● **EXERCISE GOAL**: Each entry needs to be reproduced exactly, with none left out.

● **RECORD EXCERPTS**:

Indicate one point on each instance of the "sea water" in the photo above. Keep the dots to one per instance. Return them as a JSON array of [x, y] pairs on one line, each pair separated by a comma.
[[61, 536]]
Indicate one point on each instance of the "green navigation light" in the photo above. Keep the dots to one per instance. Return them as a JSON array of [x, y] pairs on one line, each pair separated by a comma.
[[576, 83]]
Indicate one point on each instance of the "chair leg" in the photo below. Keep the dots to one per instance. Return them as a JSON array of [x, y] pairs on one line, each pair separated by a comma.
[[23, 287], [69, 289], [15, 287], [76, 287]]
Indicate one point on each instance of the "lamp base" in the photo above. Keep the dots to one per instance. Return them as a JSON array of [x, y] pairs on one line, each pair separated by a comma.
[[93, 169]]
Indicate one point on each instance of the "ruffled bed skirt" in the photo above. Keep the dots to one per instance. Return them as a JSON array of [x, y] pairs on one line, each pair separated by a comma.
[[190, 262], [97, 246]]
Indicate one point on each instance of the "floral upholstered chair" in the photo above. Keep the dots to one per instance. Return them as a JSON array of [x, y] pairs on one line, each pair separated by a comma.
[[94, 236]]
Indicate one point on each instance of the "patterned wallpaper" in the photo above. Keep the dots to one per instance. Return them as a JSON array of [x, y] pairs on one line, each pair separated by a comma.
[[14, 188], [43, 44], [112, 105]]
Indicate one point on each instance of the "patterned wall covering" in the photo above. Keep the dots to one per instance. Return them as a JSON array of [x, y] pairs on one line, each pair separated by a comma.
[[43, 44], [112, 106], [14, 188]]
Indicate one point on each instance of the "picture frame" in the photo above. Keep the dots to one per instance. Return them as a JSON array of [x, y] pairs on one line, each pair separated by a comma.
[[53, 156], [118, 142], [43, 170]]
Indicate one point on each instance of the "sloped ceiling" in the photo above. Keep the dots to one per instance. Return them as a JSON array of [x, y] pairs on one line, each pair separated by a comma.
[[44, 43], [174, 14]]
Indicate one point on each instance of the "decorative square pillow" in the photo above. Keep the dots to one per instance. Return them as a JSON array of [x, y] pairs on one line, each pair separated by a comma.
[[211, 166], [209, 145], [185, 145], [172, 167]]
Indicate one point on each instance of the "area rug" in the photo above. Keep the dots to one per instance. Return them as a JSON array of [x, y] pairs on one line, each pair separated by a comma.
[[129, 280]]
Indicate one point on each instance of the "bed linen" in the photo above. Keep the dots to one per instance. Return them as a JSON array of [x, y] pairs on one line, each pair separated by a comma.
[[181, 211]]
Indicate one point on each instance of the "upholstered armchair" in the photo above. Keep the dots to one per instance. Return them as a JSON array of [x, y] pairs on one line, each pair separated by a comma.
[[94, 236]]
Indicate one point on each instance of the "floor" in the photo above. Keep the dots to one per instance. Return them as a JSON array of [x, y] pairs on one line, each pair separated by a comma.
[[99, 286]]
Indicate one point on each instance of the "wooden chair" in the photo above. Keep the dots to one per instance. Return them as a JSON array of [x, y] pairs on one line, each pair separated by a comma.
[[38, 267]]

● **YOUR RESPONSE**:
Indicate one point on each instance of the "sea water" in the photo above. Keep the dots to one per instance. Return them as a JSON array of [x, y] pairs on one line, each pair separated by a comma.
[[61, 536]]
Indicate one point on each instance of the "green navigation light" in the photo above. Keep the dots to one per instance. Return them as a JSON array of [x, y] pairs on one line, each pair separated by a comma.
[[576, 83]]
Indicate one point on each instance of the "chair leg" in the photo below. Keep the dots to one per instance. Return them as a JSON array of [x, y] pairs on one line, each pair separated by a comma.
[[23, 287], [69, 289], [15, 287], [76, 287]]
Indicate one point on each instance of the "lamp base" in the photo above. Keep the dots to one per instance. Return them as a JSON array of [x, y] pairs on one line, each pair separated by a comma.
[[93, 169]]
Indicate one point on each instance of the "ruffled bed skirt" in the photo above. Keep the dots to one per instance. Return them as a JSON array of [x, y] pairs on one line, each pair separated by a comma.
[[190, 262], [97, 246]]
Indicate one point on each instance of the "floral upholstered chair" in the photo above. Keep the dots to one per instance. Return them as a JSON array of [x, y] pairs on one line, each pair separated by a comma.
[[94, 236]]
Indicate one point on each instance of the "patterned wallpaper" in the photo above. Keep the dots to one per instance. Return them as a JSON array of [x, y] pairs on one line, each pair separated by a comma.
[[14, 188], [43, 44], [112, 105]]
Indicate one point on each instance of the "patterned wall covering" in the photo above. Keep the dots to one per instance. Return them as a JSON array of [x, y] pairs on one line, each pair separated by a comma.
[[43, 44], [112, 106], [14, 188]]
Indicate one point on each instance of the "picture frame" in the photo above. Keep the dots to one per instance. Return them as a JSON array of [x, y] pairs on one line, each pair separated by a comma.
[[53, 156], [118, 142], [43, 170]]
Indicate one point on each instance of the "sloped ceiling" in the photo above. Keep the dots to one per instance. Return them as a JSON array of [x, y] pairs on one line, each pair separated by a comma.
[[44, 43], [174, 14]]
Indicate one point on each instance of the "decorative square pillow" in the photo above. Keep the dots to one per instance. Return them as a JSON array of [x, y] pairs on one line, each pair separated by a comma.
[[211, 166], [209, 145], [185, 145], [172, 167]]
Indicate one point on each instance of the "area rug" in the photo above. Keep the dots to one per instance. Return them as a JSON array of [x, y] pairs on one line, each pair separated by a comma.
[[129, 280]]
Indicate one point on each instance of the "bed linen" in the photo above. Keep the dots to one per instance. Return them as a JSON array of [x, y] pairs on one line, each pair separated by a comma.
[[181, 211]]
Indicate one point on each instance of the "upholstered armchair" in the photo above. Keep the dots to one per instance. Return them as a JSON array of [x, y] pairs on one line, each pair separated by a comma.
[[94, 236]]
Indicate one point on each instance of the "floor" in the photo above. Keep the dots to one per instance. Return them as a JSON array of [x, y] pairs on one line, each pair separated by a comma.
[[99, 286]]
Indicate one point on each instance of the "wooden chair" in the photo above. Keep the dots to one per instance. Return them as a JSON array of [x, y] pairs on one line, each pair separated by a comma.
[[38, 267]]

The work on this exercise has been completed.